PROBLEM TO SOLVE:
Could you return every line of the records below that contains the word "mountain"?

[DATA — start]

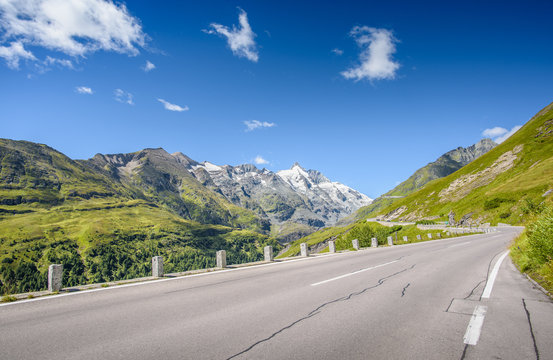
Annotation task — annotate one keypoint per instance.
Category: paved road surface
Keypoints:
(406, 302)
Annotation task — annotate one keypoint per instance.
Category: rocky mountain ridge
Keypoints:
(296, 201)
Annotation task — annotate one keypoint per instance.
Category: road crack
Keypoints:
(405, 288)
(531, 329)
(317, 311)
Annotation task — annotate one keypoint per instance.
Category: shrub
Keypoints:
(493, 203)
(540, 238)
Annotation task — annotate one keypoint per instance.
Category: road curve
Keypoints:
(419, 301)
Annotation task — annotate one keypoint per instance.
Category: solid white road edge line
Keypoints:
(475, 325)
(489, 285)
(459, 244)
(353, 273)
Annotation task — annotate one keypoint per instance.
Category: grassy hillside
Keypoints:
(101, 227)
(446, 164)
(533, 250)
(504, 185)
(363, 231)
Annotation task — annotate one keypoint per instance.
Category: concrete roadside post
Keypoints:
(331, 246)
(221, 259)
(157, 266)
(268, 253)
(374, 242)
(55, 276)
(304, 250)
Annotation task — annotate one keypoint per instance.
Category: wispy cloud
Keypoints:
(499, 134)
(255, 124)
(123, 97)
(15, 52)
(173, 107)
(72, 27)
(259, 160)
(240, 40)
(494, 132)
(84, 90)
(148, 66)
(377, 47)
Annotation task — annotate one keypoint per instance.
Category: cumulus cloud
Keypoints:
(255, 124)
(494, 132)
(240, 40)
(499, 134)
(173, 107)
(73, 27)
(259, 160)
(149, 66)
(49, 61)
(123, 97)
(84, 90)
(377, 47)
(13, 53)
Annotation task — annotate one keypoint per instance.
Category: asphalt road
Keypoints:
(420, 301)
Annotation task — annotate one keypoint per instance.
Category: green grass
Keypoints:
(529, 178)
(532, 251)
(101, 240)
(364, 232)
(315, 238)
(8, 298)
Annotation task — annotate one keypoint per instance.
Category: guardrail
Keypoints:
(55, 271)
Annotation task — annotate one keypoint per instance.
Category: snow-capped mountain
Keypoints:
(296, 201)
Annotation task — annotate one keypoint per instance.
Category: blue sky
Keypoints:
(436, 75)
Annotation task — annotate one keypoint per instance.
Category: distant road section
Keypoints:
(418, 301)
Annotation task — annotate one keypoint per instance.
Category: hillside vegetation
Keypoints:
(503, 185)
(103, 227)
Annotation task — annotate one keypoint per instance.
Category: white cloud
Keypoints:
(173, 107)
(505, 135)
(123, 96)
(13, 53)
(73, 27)
(494, 132)
(377, 47)
(240, 40)
(254, 124)
(84, 90)
(259, 160)
(60, 62)
(149, 66)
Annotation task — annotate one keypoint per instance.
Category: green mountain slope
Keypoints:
(504, 185)
(105, 226)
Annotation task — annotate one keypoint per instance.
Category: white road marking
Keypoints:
(148, 282)
(475, 325)
(489, 285)
(353, 273)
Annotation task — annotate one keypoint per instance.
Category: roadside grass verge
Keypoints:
(532, 251)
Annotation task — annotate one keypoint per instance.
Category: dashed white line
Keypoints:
(489, 285)
(475, 325)
(353, 273)
(460, 244)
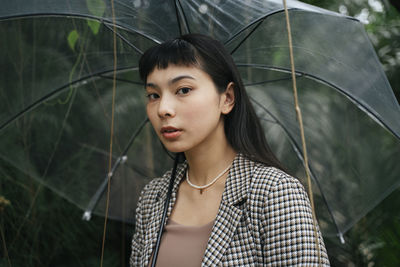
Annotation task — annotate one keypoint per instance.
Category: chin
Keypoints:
(174, 149)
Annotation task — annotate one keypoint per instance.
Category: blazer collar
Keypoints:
(236, 186)
(238, 181)
(229, 214)
(230, 210)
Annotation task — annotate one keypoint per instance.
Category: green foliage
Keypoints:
(72, 38)
(42, 229)
(96, 7)
(94, 26)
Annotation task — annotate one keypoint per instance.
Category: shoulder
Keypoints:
(271, 179)
(155, 187)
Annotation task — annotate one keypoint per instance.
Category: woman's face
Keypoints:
(185, 108)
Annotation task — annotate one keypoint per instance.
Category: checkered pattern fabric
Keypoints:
(264, 219)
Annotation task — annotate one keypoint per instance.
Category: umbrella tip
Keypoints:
(87, 216)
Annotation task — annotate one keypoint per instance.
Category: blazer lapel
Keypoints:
(229, 213)
(157, 211)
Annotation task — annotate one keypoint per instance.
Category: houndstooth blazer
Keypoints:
(264, 219)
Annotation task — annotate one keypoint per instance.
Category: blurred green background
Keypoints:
(40, 228)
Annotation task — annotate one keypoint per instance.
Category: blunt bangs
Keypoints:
(177, 52)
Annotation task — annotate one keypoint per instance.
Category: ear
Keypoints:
(228, 98)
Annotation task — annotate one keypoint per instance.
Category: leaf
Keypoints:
(94, 25)
(72, 38)
(96, 7)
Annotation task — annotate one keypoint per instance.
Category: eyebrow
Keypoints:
(172, 81)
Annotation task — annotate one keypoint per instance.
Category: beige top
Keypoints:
(183, 245)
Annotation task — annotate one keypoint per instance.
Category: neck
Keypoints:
(206, 162)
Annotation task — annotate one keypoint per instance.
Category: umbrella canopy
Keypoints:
(56, 97)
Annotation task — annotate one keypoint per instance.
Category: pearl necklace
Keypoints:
(202, 187)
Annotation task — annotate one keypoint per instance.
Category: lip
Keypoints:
(169, 132)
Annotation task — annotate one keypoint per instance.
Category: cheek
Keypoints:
(151, 114)
(203, 113)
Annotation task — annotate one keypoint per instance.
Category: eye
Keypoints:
(184, 91)
(152, 96)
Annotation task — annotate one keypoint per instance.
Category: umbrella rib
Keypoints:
(96, 197)
(177, 17)
(185, 22)
(123, 39)
(49, 95)
(121, 80)
(247, 36)
(262, 18)
(360, 105)
(297, 150)
(271, 81)
(64, 15)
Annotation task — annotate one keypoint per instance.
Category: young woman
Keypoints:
(231, 204)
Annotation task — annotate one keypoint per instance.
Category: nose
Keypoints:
(166, 107)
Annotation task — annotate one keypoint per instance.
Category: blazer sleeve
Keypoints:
(290, 235)
(138, 236)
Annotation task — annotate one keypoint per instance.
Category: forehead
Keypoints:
(172, 71)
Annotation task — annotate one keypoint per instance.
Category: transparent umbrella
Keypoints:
(56, 95)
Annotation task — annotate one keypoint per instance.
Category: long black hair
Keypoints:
(242, 126)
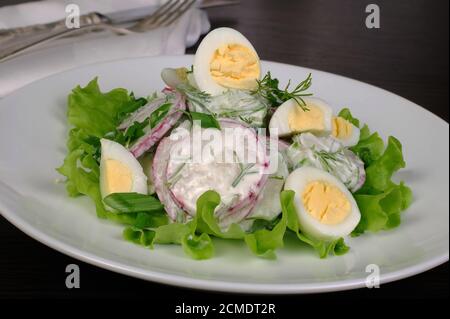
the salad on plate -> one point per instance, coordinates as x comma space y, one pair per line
225, 151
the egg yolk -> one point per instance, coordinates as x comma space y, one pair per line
325, 202
118, 177
235, 66
312, 119
341, 128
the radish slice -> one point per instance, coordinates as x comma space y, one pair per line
159, 168
157, 133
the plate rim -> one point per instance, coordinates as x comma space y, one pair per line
206, 284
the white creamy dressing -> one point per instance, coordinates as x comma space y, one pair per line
189, 176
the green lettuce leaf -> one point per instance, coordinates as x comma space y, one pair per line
380, 200
206, 221
92, 114
323, 248
97, 113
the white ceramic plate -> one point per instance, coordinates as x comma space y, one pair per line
32, 143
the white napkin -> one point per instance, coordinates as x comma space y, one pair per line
68, 53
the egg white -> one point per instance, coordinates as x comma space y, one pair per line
279, 123
111, 150
205, 52
297, 181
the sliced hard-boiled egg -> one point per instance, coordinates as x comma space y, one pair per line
120, 171
345, 132
325, 207
290, 118
225, 60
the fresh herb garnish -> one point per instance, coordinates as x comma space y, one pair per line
206, 120
158, 115
132, 134
133, 203
244, 171
268, 88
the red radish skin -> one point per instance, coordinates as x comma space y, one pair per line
159, 168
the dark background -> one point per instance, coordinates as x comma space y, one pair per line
408, 55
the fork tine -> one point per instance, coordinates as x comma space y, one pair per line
177, 14
154, 16
170, 6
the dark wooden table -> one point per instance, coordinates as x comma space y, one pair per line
408, 55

[DATA — finish]

WRITTEN RESPONSE:
Category: rocky mountain ridge
Category: snow-capped mountain
Category: green mountain slope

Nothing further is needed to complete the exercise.